I’m done writing thank-you notes

Since my bar mitzvah, I've been guilted into this handwritten tradition. No more

Topics: Internet Culture, Family,

“When was the last time you actually wrote a letter and mailed it?”

Like the question “When was the last time you actually read a hard copy of a newspaper?” this kind of query reminds you of both how old you’re getting and how quickly the Internet has changed the way we communicate. Such questions typically arise during your billionth boring lament about the horrors of email, texting and your constantly-buzzing smartphone (not that I have one, by the way). And, just as often, you end such conversations with an inkling (or fear, depending on your technophobia and current job) that in a few years most people will answer such rhetorical questions with puzzled looks and not-so-rhetorical ones (“What’s a letter, Dad?” or “What’s a newspaper, Dad?”).

The thing is, though, while I truly can’t remember the last time I rustled through newsprint, I can recall the last time I put pen to paper to write a letter — and it wasn’t in some bygone era. It was just one year ago, when I wrote a thank-you note for a birthday present.

Upon tearing open the gift wrapping, I first thought about emailing a thank-you note, and I certainly had the technological wherewithal to do so, not to mention the gift-giver’s personal email address. But then, my hand moved inexorably from my keyboard to my wooden desk drawers, and I watched myself carefully excavate the accumulated office detritus, finally unearthing the dusty old box of stationery (“What’s stationery, Dad?”).

While I’m sure such anecdotes warm the heart of the struggling U.S. Postal Service, I find myself yet again in the post-gift, pre-thank-you-note aftermath of another birthday — only this year, I’m suddenly wondering why. Why do so many of us still feel the need — and corresponding dread — to write the physical thank-you notes, rather than using more modern technology to convey the sentiment?

If this were a musical rather than a written essay, I would attempt to answer this great unknown by doing my best Tevye impression. I’d spontaneously break into an arm-shaking rendition of “Fiddler on the Roof’s” “Tradition,” which, not coincidentally, was played during the candle-lighting ceremony at my bar mitzvah.



I say “not coincidentally” because almost a quarter-century ago, at the wide-eyed age of 13, one of my first experiences as an Official Jewish Adult was being indoctrinated into the mercurial institution of thank-you-note writing.

Every bar mitzvah gift honoring the notion that my plump, pubescent awkwardness was somehow a sanctified sign of Jewish Manhood required a personalized, handwritten thank-you note. This was the ironclad edict in our household. Failure to follow was out of the question, as the edict was enforced under the unspoken threat of, well, the unspeakable.

AIM 1 –
Can you reproduce the passage of the thank-you-note essay starting at "If this were" and ending at "well, the unspeakable."?
AIM 2 –
Which lines in the rows below contain the string "draw"? Return each of those lines in full, treating case as significant.

EXERCISE MATERIAL –
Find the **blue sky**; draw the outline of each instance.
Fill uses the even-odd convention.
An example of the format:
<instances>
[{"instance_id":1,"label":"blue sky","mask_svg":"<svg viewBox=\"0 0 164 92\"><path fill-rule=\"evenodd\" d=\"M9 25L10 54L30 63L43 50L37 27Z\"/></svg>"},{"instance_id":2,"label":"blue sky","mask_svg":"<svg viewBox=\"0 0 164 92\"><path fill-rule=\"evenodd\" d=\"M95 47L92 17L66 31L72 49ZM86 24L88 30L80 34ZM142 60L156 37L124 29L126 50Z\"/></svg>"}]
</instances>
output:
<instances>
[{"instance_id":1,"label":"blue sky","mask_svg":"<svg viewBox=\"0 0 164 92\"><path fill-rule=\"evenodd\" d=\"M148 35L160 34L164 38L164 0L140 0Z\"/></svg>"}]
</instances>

==

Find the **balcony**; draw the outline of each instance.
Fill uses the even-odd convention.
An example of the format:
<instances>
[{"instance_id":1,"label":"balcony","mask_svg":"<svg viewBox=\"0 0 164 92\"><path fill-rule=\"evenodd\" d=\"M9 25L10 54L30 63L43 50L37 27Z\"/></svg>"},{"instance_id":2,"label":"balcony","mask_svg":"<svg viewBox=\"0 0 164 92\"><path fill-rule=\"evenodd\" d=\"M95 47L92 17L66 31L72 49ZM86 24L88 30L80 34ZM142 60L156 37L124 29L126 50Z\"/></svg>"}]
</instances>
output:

CORRECT RESPONSE 1 –
If this were a musical rather than a written essay, I would attempt to answer this great unknown by doing my best Tevye impression. I’d spontaneously break into an arm-shaking rendition of “Fiddler on the Roof’s” “Tradition,” which, not coincidentally, was played during the candle-lighting ceremony at my bar mitzvah.



I say “not coincidentally” because almost a quarter-century ago, at the wide-eyed age of 13, one of my first experiences as an Official Jewish Adult was being indoctrinated into the mercurial institution of thank-you-note writing.

Every bar mitzvah gift honoring the notion that my plump, pubescent awkwardness was somehow a sanctified sign of Jewish Manhood required a personalized, handwritten thank-you note. This was the ironclad edict in our household. Failure to follow was out of the question, as the edict was enforced under the unspoken threat of, well, the unspeakable.

CORRECT RESPONSE 2 –
Find the **blue sky**; draw the outline of each instance.
Find the **balcony**; draw the outline of each instance.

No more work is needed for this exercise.